What to do: Rewrite the items below, swapping each occurrence of "foliage" for "leaves" and leaving everything else as it is.

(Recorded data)
□ □ □ □

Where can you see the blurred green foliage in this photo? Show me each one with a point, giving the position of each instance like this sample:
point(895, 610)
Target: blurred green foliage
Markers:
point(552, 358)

□ □ □ □

Answer in full:
Where can you see the blurred green leaves in this photo? Show me each one with a point, giving the position of each instance like this sample:
point(895, 610)
Target: blurred green leaves
Markers:
point(552, 358)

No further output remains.